*What the exercise asks:* With "each" as the search word, show every line of the material that has it.

*Input data:*
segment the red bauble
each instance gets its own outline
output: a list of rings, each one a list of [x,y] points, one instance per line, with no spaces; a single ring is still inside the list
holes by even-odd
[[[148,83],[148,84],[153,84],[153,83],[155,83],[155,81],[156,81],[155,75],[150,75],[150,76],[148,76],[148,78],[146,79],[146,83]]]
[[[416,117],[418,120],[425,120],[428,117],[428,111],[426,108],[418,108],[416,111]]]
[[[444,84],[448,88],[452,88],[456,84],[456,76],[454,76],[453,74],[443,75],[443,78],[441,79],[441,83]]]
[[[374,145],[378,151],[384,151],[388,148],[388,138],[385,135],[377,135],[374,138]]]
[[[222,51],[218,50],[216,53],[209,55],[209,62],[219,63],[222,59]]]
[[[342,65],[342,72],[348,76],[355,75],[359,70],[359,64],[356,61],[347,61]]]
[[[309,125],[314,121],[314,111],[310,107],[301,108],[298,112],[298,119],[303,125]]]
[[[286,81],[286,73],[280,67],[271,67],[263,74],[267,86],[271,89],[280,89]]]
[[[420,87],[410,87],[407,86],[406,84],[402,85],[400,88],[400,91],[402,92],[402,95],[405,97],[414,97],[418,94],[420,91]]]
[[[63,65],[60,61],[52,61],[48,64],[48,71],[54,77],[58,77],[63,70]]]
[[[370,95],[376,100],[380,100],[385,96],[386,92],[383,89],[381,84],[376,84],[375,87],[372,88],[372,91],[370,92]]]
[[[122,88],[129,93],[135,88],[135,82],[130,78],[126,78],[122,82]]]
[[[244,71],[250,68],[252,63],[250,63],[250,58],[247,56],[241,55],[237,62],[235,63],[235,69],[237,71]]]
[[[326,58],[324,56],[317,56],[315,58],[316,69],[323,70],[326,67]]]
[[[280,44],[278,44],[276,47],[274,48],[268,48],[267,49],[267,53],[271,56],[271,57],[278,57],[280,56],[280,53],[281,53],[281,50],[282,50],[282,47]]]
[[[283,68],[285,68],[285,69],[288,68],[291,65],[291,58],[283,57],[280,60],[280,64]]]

*Response:*
each instance gets its own outline
output: a list of rings, each one a list of [x,y] points, one instance per line, with no spaces; a single ring is still inside the list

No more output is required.